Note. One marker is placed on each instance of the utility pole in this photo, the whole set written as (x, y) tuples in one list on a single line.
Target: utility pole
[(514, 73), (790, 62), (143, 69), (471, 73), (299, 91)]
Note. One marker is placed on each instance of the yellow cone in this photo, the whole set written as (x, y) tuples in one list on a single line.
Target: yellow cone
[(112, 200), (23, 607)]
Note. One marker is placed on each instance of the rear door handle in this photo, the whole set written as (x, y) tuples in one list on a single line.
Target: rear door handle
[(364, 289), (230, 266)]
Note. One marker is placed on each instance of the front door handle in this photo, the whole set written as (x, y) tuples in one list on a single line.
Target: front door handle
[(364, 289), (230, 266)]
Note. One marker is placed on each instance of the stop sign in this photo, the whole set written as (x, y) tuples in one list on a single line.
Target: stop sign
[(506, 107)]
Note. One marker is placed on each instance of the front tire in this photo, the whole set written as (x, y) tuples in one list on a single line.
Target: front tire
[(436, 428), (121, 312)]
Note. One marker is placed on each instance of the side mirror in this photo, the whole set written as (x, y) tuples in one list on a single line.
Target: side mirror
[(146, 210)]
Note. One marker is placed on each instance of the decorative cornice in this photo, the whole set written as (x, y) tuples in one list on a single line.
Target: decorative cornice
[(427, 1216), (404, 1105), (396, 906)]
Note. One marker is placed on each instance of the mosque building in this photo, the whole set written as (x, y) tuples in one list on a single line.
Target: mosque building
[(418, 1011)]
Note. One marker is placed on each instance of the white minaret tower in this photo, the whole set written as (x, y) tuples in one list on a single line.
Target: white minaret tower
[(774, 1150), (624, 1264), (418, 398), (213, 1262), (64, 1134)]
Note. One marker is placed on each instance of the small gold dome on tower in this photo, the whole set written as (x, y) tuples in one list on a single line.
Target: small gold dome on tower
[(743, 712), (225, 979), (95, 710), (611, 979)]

**What to do**
Reproduce the records word for word, from their first line through the line that contains "[(112, 200), (23, 607)]", and nothing else.

**Response**
Note. One marker is placed on each instance of the utility pole in this photo, the whole set written as (x, y) tuples in one list on a single line.
Target: utility pole
[(514, 73), (790, 62), (143, 69), (471, 73), (299, 91)]
Note. One marker is placed on each instance of the yellow cone in this photo, the whole set written as (x, y) tuples in one list on a single line.
Target: yellow cone
[(112, 200), (23, 607)]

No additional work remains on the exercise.